- _INSTRUCTION_:
Extract every line of the data that contains the string "stem". Treat uppercase and lowercase letters as different.

Records from a point labeling set:
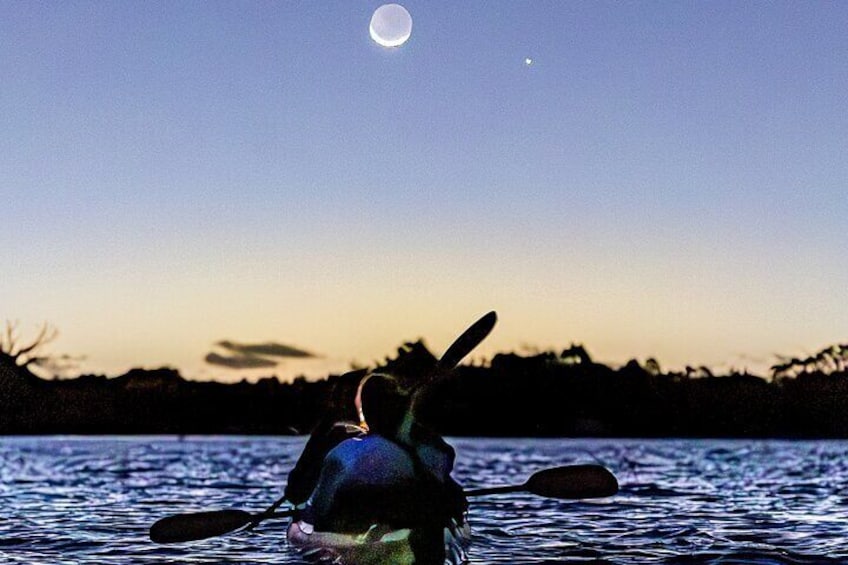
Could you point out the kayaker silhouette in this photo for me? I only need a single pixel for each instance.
(375, 486)
(393, 474)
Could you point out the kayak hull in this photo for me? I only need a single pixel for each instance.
(379, 545)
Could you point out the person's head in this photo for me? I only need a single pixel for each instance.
(382, 403)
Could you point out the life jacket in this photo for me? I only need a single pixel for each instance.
(373, 480)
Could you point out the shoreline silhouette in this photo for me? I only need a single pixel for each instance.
(548, 394)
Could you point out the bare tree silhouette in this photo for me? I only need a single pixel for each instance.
(19, 356)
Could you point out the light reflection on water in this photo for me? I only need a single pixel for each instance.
(92, 500)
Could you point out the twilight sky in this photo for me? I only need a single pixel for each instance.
(665, 179)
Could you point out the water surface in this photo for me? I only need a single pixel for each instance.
(92, 500)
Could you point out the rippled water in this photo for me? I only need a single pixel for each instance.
(92, 500)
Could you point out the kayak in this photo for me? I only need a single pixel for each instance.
(374, 504)
(378, 546)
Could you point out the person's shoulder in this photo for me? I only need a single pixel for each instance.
(371, 446)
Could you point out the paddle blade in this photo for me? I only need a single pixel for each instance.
(199, 525)
(466, 342)
(573, 482)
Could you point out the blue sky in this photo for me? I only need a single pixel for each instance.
(665, 179)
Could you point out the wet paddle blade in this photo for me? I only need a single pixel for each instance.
(573, 482)
(199, 525)
(465, 343)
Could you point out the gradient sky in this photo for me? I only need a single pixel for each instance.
(665, 179)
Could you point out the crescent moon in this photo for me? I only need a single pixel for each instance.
(391, 25)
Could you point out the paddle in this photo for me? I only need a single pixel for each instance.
(465, 343)
(570, 482)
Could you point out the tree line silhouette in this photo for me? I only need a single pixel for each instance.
(555, 394)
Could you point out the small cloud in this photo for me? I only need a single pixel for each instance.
(269, 349)
(239, 361)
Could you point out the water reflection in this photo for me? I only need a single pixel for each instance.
(75, 500)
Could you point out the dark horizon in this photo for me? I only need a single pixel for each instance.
(548, 394)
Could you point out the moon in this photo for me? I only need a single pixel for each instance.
(391, 25)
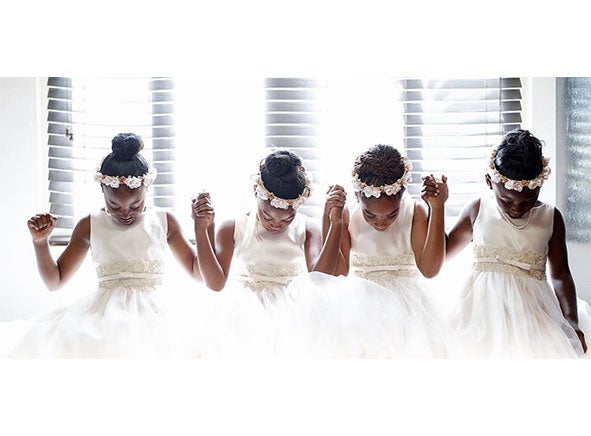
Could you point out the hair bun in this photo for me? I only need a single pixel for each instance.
(280, 163)
(126, 146)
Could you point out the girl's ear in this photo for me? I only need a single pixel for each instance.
(488, 180)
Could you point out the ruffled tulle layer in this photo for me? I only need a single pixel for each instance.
(115, 323)
(506, 315)
(318, 315)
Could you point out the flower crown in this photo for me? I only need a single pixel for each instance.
(281, 203)
(132, 182)
(516, 185)
(393, 189)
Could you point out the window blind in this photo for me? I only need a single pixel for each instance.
(292, 122)
(450, 126)
(574, 155)
(83, 116)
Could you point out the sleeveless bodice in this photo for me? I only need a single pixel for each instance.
(388, 252)
(129, 256)
(264, 260)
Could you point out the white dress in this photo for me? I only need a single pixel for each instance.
(507, 307)
(398, 313)
(257, 317)
(126, 316)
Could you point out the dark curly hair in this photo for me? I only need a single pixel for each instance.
(380, 165)
(519, 155)
(125, 158)
(283, 174)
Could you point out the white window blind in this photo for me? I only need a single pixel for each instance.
(574, 156)
(291, 122)
(83, 116)
(210, 134)
(450, 126)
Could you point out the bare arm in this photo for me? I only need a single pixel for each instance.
(461, 233)
(329, 253)
(428, 228)
(56, 274)
(345, 251)
(564, 285)
(181, 248)
(214, 254)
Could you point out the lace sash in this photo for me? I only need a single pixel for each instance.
(139, 274)
(510, 260)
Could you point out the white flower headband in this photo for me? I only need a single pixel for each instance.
(393, 189)
(281, 203)
(132, 182)
(516, 185)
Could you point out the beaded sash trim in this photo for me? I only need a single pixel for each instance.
(130, 274)
(379, 268)
(510, 260)
(269, 276)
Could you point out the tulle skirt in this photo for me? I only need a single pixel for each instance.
(508, 315)
(318, 315)
(119, 322)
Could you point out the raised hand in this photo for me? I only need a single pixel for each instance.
(335, 202)
(434, 191)
(41, 226)
(202, 210)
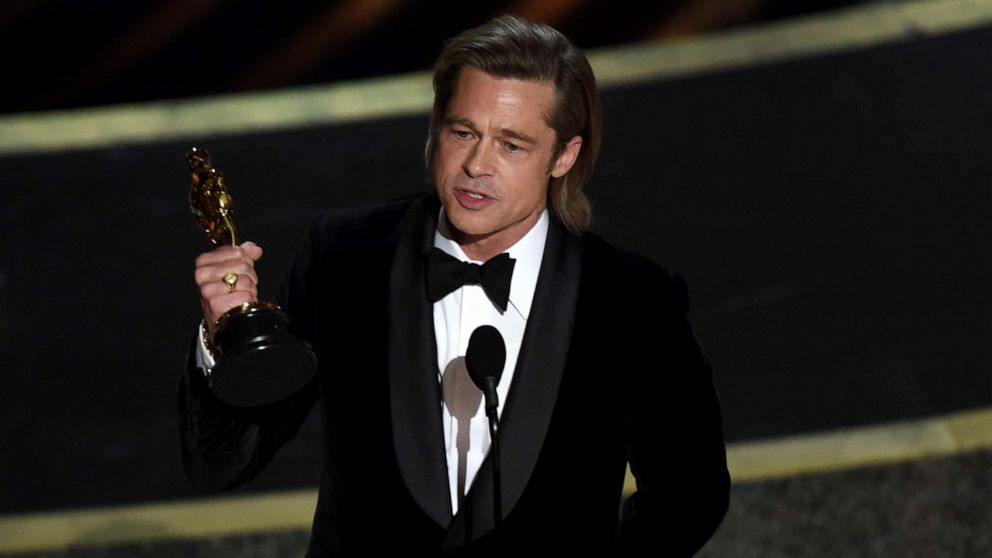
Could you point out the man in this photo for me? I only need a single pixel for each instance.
(602, 365)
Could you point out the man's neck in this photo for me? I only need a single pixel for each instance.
(485, 247)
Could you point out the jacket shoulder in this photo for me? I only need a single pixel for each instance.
(360, 228)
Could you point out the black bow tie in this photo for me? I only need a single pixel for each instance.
(446, 273)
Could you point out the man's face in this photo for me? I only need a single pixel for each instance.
(491, 168)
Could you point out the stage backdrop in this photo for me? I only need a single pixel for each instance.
(830, 214)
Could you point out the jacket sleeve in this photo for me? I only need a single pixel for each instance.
(225, 446)
(673, 434)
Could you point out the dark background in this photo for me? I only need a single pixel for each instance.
(66, 53)
(830, 214)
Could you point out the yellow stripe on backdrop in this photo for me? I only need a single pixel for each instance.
(834, 31)
(288, 511)
(410, 94)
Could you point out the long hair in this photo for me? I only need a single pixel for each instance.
(512, 48)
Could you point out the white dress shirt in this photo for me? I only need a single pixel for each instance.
(455, 318)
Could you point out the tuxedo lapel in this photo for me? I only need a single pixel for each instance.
(415, 400)
(534, 391)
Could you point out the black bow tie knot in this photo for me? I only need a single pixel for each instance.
(446, 273)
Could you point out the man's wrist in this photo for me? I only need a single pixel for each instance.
(205, 351)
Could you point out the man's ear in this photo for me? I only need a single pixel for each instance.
(567, 157)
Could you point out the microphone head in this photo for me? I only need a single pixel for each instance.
(485, 356)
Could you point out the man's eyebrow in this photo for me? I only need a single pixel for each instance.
(460, 121)
(503, 132)
(519, 136)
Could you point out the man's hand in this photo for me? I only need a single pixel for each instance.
(215, 296)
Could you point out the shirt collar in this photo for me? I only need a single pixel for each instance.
(528, 253)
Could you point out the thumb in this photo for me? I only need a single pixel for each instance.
(253, 250)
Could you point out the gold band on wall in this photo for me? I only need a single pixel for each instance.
(411, 94)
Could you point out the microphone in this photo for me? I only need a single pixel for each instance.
(484, 358)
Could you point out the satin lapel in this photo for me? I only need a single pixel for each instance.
(415, 401)
(536, 379)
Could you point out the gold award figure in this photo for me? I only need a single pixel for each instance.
(209, 200)
(258, 361)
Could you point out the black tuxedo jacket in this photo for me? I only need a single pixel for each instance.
(609, 372)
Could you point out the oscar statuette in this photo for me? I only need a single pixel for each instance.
(257, 360)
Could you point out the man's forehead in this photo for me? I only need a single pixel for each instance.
(507, 95)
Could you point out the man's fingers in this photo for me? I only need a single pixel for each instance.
(214, 273)
(246, 283)
(249, 251)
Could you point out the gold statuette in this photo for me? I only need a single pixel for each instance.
(258, 361)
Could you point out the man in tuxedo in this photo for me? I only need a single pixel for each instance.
(602, 367)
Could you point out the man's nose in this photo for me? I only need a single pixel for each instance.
(479, 161)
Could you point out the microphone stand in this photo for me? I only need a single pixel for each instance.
(492, 402)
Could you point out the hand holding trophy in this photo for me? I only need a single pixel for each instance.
(257, 361)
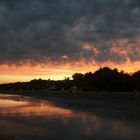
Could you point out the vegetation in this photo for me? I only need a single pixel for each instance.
(104, 79)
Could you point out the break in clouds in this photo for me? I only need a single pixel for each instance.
(38, 31)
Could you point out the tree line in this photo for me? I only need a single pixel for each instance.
(104, 79)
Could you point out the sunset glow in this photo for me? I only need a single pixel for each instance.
(54, 40)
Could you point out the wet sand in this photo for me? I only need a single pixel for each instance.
(27, 118)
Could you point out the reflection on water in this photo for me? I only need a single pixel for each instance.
(29, 119)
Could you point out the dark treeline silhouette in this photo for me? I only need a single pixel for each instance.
(104, 79)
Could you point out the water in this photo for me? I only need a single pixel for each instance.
(25, 118)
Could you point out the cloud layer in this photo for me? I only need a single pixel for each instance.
(38, 31)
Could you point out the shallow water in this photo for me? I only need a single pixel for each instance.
(30, 119)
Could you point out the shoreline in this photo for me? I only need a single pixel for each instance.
(108, 107)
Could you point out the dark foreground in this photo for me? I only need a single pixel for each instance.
(27, 118)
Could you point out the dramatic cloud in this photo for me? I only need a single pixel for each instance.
(63, 31)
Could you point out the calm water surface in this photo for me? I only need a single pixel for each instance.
(30, 119)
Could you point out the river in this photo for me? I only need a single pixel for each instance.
(24, 118)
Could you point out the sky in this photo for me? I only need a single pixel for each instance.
(53, 39)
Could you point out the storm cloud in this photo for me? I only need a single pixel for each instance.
(38, 31)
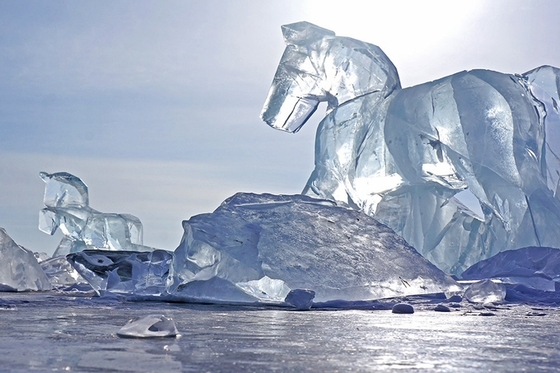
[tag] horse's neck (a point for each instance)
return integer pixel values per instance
(345, 78)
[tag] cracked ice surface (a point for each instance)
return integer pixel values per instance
(262, 246)
(67, 207)
(402, 155)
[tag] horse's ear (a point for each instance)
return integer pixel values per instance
(302, 33)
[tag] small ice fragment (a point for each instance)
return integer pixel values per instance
(301, 299)
(265, 289)
(455, 298)
(442, 308)
(403, 308)
(485, 291)
(151, 326)
(20, 270)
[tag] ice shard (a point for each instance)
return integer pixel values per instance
(20, 270)
(265, 247)
(404, 155)
(67, 207)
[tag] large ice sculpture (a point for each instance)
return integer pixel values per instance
(402, 155)
(261, 247)
(19, 271)
(67, 207)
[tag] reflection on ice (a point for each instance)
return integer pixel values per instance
(151, 326)
(402, 155)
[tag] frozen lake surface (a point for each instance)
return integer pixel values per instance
(54, 332)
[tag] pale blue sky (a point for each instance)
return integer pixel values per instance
(155, 104)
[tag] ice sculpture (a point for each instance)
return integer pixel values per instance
(265, 247)
(402, 155)
(124, 272)
(67, 207)
(20, 271)
(63, 276)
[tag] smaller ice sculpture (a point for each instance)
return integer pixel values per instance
(151, 326)
(404, 154)
(63, 276)
(67, 207)
(124, 272)
(533, 267)
(20, 270)
(271, 248)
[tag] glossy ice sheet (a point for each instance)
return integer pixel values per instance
(53, 333)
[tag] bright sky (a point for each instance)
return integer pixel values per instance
(155, 105)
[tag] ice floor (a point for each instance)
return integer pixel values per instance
(53, 332)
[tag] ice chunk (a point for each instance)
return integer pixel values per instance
(265, 289)
(63, 276)
(402, 155)
(268, 245)
(124, 272)
(485, 291)
(533, 267)
(67, 207)
(20, 271)
(301, 299)
(151, 326)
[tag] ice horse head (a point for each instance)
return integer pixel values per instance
(402, 155)
(66, 202)
(318, 66)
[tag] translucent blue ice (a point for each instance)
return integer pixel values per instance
(402, 155)
(20, 270)
(67, 207)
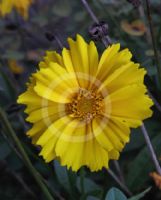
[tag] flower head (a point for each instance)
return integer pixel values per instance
(22, 7)
(82, 107)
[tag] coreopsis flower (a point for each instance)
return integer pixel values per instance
(135, 28)
(22, 7)
(82, 107)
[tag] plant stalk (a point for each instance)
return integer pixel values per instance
(151, 149)
(157, 60)
(123, 186)
(7, 127)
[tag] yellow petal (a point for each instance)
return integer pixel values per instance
(130, 102)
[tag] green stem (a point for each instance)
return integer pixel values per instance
(7, 126)
(157, 60)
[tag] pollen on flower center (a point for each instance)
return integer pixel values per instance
(86, 105)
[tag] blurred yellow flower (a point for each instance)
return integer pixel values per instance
(82, 107)
(135, 28)
(15, 67)
(22, 7)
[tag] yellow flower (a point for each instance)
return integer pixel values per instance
(82, 107)
(22, 7)
(135, 28)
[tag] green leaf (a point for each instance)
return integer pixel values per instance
(4, 150)
(141, 166)
(89, 186)
(92, 198)
(8, 90)
(139, 196)
(115, 194)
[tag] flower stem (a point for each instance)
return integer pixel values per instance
(122, 185)
(7, 127)
(82, 183)
(117, 166)
(157, 60)
(151, 149)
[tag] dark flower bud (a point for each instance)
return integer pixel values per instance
(98, 31)
(50, 36)
(135, 3)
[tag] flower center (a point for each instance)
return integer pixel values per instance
(86, 105)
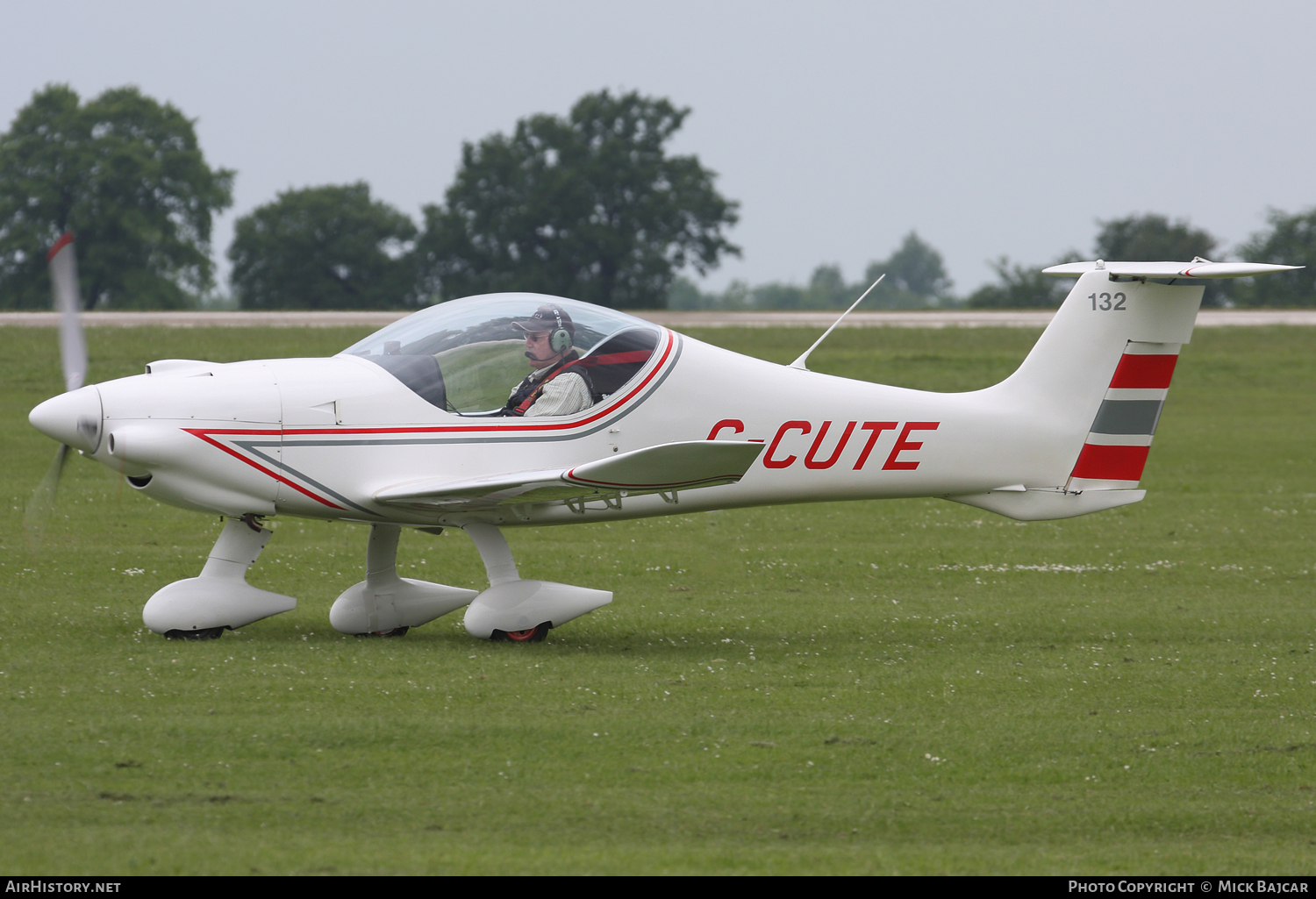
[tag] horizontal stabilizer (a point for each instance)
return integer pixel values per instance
(652, 470)
(1195, 268)
(1047, 504)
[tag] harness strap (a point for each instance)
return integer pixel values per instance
(519, 407)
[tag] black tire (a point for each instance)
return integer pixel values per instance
(202, 633)
(534, 635)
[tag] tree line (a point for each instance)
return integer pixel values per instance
(589, 205)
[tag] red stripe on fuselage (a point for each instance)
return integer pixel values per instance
(197, 432)
(536, 428)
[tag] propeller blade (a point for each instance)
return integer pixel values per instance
(39, 507)
(63, 284)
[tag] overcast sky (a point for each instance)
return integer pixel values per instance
(990, 128)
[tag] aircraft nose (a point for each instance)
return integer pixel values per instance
(74, 418)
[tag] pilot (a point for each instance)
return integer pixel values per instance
(557, 386)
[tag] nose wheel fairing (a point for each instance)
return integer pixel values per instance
(220, 596)
(512, 606)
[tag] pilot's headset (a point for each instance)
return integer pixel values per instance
(560, 341)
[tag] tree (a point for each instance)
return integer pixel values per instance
(123, 173)
(915, 268)
(1291, 241)
(323, 247)
(1155, 239)
(1021, 287)
(589, 207)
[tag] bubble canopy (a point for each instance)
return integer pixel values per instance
(466, 355)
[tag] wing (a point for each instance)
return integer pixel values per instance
(653, 470)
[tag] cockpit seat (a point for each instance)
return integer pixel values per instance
(616, 360)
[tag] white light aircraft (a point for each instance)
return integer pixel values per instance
(404, 429)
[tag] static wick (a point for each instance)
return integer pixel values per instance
(799, 362)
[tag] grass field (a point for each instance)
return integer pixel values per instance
(870, 688)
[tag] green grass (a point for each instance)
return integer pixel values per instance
(871, 688)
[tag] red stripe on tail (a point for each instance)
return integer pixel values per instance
(1144, 371)
(61, 244)
(1111, 462)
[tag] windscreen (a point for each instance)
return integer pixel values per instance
(466, 355)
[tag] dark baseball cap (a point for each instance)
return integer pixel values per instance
(547, 318)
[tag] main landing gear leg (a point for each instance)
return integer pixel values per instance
(516, 610)
(202, 607)
(384, 604)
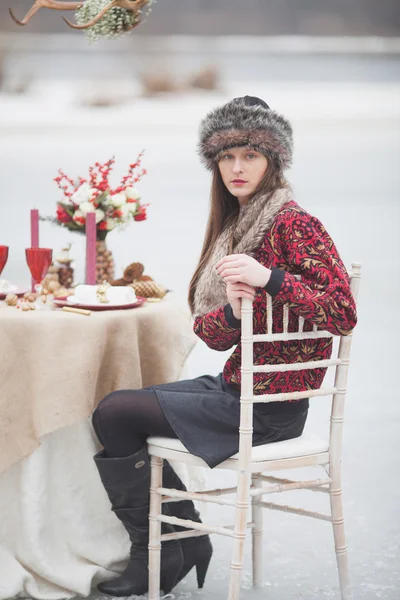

- _TASK OUTPUT_:
[tag] green stem (a point for each instance)
[tag] flower stem (a point for each instance)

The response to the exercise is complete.